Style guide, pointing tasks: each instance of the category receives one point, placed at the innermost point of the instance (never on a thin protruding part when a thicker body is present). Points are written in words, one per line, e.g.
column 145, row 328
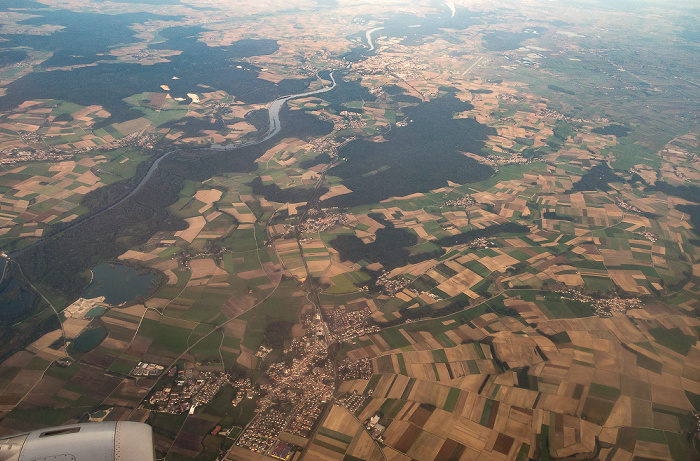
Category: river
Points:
column 275, row 126
column 368, row 34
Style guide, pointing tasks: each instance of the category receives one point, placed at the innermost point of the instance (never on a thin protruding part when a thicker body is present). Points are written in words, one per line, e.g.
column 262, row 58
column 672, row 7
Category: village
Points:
column 297, row 393
column 191, row 389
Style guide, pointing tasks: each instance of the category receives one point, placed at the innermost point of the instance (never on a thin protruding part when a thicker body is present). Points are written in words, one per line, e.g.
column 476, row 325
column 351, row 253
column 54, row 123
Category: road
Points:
column 274, row 109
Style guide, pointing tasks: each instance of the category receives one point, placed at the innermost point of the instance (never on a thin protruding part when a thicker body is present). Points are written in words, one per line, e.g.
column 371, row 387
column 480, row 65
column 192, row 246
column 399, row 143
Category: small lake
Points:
column 119, row 284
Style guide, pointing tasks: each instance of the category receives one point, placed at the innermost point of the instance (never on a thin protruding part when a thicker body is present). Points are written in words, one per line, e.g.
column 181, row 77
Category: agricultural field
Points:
column 394, row 231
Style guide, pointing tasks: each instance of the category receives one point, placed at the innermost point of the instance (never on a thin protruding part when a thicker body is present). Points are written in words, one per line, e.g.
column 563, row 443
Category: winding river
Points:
column 275, row 126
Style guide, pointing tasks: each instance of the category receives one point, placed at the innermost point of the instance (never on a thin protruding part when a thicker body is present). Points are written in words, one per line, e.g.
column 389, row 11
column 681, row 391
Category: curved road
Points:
column 275, row 127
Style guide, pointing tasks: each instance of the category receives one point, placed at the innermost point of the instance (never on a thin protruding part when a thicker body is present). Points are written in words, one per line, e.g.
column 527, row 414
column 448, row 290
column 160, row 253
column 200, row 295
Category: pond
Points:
column 119, row 284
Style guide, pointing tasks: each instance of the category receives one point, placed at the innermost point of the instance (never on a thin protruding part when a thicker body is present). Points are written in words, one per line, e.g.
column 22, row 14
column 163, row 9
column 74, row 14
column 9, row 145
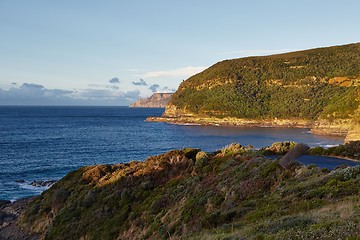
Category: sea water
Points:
column 46, row 143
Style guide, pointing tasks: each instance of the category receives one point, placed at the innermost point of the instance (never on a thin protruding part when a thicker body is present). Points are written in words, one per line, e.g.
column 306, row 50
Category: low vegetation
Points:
column 233, row 193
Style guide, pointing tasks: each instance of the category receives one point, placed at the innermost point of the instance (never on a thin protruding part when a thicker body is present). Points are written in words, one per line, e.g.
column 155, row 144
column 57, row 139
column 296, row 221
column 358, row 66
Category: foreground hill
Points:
column 189, row 194
column 316, row 88
column 157, row 100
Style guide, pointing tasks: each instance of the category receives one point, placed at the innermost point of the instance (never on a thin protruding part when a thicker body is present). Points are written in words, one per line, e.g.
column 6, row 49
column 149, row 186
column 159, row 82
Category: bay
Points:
column 45, row 143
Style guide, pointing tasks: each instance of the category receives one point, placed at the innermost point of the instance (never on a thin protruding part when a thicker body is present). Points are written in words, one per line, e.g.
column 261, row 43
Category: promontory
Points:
column 317, row 89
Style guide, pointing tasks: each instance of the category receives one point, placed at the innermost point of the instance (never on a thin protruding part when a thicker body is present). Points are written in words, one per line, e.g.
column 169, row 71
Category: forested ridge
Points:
column 305, row 84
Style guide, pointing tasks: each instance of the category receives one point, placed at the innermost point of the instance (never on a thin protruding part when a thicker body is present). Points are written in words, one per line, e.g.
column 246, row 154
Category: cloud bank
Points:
column 36, row 94
column 141, row 82
column 114, row 80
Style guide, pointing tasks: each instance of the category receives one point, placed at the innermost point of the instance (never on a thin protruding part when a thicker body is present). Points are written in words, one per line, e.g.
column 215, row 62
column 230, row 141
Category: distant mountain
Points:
column 157, row 100
column 317, row 88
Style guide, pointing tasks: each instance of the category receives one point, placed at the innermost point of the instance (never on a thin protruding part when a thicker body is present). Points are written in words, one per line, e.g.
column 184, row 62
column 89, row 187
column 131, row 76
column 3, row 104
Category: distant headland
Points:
column 157, row 100
column 317, row 89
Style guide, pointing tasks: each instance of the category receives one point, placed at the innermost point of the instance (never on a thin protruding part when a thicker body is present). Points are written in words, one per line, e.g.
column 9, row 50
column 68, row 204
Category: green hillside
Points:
column 233, row 193
column 305, row 84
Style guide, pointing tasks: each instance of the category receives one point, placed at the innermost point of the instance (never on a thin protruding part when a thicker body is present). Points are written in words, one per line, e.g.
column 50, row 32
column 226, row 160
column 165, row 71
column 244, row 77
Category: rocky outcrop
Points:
column 9, row 214
column 157, row 100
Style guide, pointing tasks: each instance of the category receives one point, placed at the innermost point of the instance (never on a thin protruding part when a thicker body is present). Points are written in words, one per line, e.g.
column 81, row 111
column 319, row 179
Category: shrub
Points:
column 233, row 149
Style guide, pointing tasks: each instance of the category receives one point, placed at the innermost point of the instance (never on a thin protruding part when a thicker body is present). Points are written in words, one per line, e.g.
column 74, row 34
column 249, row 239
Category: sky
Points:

REQUIREMENTS: Output all the records, word for word, with no pictures in the copy.

THE REPLY:
Style guide, pointing tasks: each instance of the category receives one point, placed at the innermost point of the instance (never on a thin protruding part when a thicker body is present). Points are written in words, one per line, e.g.
column 145, row 328
Category: river
Points:
column 275, row 126
column 368, row 34
Style guide, pointing tasks: each instance of the category receives one point, placed at the innermost point of the instance (never on a thin protruding part when a thicker body is present). Points are written in words, one per line, e.g.
column 262, row 58
column 672, row 7
Category: village
Points:
column 297, row 393
column 191, row 389
Style guide, pointing tasks: each instance of the category receives one point, placed at the innermost point of the instance (never on a thin protruding part when a thicker body is present). Points are written in words, one per line, e.g.
column 476, row 325
column 351, row 253
column 54, row 123
Category: road
Points:
column 274, row 109
Style guide, pointing tasks: each instance of the category receives one point, placed at the innermost point of the instance (never on a thin protruding part when a thicker body is present). Points are written in words, one per line, e.g.
column 371, row 387
column 480, row 65
column 192, row 246
column 399, row 143
Category: small lake
Points:
column 119, row 284
Style guide, pointing tasks: each instance of the category receives one point, placed at the innermost point of the instance (never on a thin protruding part when a thicker body is present). Points are written in words, one per line, e.g.
column 181, row 77
Category: agricultural field
Points:
column 394, row 231
Style guide, pointing tasks: each instance of the category receives one point, placed at the innermost point of the instance (never on a thin protruding part when a thicker body is present). Points are written in words, one per line, e.g.
column 563, row 443
Category: winding river
Points:
column 275, row 126
Style guide, pointing tasks: each instance of the category receives one point, placed at the innermost point of the instance (never on a thin protruding part when a thicker body is present). Points are written in words, one per line, e.g.
column 389, row 11
column 681, row 391
Category: curved road
Points:
column 275, row 127
Style guide, pointing tasks: each instance of the category receives one point, placed at the innermost point of the instance (never on a thin protruding part when a thicker body is present). Points are written in words, one per line, e.g.
column 527, row 414
column 448, row 290
column 160, row 253
column 200, row 295
Category: pond
Points:
column 119, row 284
Style guide, pointing tasks: each instance of the category receives one point, placed at the innermost point of the instance (never on a thin protruding part when a thicker body is present). Points are written in words, one per line, e.g.
column 22, row 14
column 163, row 9
column 74, row 14
column 9, row 145
Category: sea water
Points:
column 46, row 143
Style guide, pointing tasks: each instance of the category receives one point, placed at the innermost point of the instance (never on a thin protruding part when a thicker body is present). Points are written in words, one per line, e.g.
column 306, row 50
Category: low vegetation
Points:
column 233, row 193
Style guide, pointing tasks: each instance of the category receives one point, placed at the innermost point of the instance (never on a thin protruding part when a thicker body is present). Points are written in words, one per line, e.g.
column 155, row 144
column 57, row 139
column 296, row 221
column 358, row 66
Category: foreground hill
Points:
column 189, row 194
column 316, row 88
column 157, row 100
Style guide, pointing tasks: each instance of the category receives one point, placed at the innermost point of the instance (never on a thin protruding part when a thicker body is present). Points are written in words, one per line, e.g.
column 6, row 49
column 149, row 186
column 159, row 82
Category: bay
Points:
column 45, row 143
Style guide, pointing tasks: each instance of the category receives one point, placed at the innermost point of the instance (never on a thin protruding part when a thicker body is present). Points are written in words, one per line, e.g.
column 261, row 43
Category: promontory
Points:
column 317, row 89
Style guide, pointing tasks: each instance of the category receives one point, placed at the innermost point of the instance (never on a thin protruding part when a thicker body is present). Points are written in words, one per line, e.g.
column 169, row 71
Category: forested ridge
Points:
column 305, row 84
Style guide, pointing tasks: each instance of the category receives one point, placed at the innermost point of the instance (never on a thin protruding part when a thicker body is present). Points are written in words, one per line, e.g.
column 246, row 154
Category: cloud bank
Points:
column 36, row 94
column 141, row 82
column 114, row 80
Style guide, pointing tasks: each instance of the category receives one point, placed at the innermost point of the instance (never on a thin protruding part when a thicker body is present). Points are written in words, one per line, e.g.
column 215, row 62
column 230, row 141
Category: distant mountain
Points:
column 157, row 100
column 317, row 88
Style guide, pointing tasks: each instance of the category receives one point, placed at the innermost point of the instance (never on a thin protruding part when a thicker body is present). Points are written in words, one per line, e.g.
column 184, row 62
column 89, row 187
column 131, row 76
column 3, row 104
Category: distant headland
Points:
column 157, row 100
column 317, row 89
Style guide, pointing tasks: each instance of the category receives one point, placed at the innermost point of the instance (never on a thin protruding part when a thicker body is present). Points are written in words, one per line, e.g.
column 9, row 50
column 68, row 204
Category: green hillside
Points:
column 233, row 193
column 305, row 84
Style guide, pointing tasks: each instance of the category receives one point, placed at the innermost point of the instance (never on a thin protruding part when a thicker body is present). Points are written in words, one per line, e.g.
column 50, row 32
column 226, row 160
column 165, row 71
column 244, row 77
Category: rocky outcrop
Points:
column 9, row 214
column 157, row 100
Style guide, pointing tasks: each instance of the category receives one point, placed at the innermost point of the instance (never on a thin protruding part when a thicker body is present). Points are written in words, one per line, e.g.
column 81, row 111
column 319, row 179
Category: shrub
Points:
column 233, row 149
Style guide, pointing tasks: each instance of the category receives one point, placed at the innermost point of the instance (never on a thin protruding part when a thicker body is present). Points are written in words, one per line, e.g.
column 74, row 34
column 249, row 239
Category: sky
Points:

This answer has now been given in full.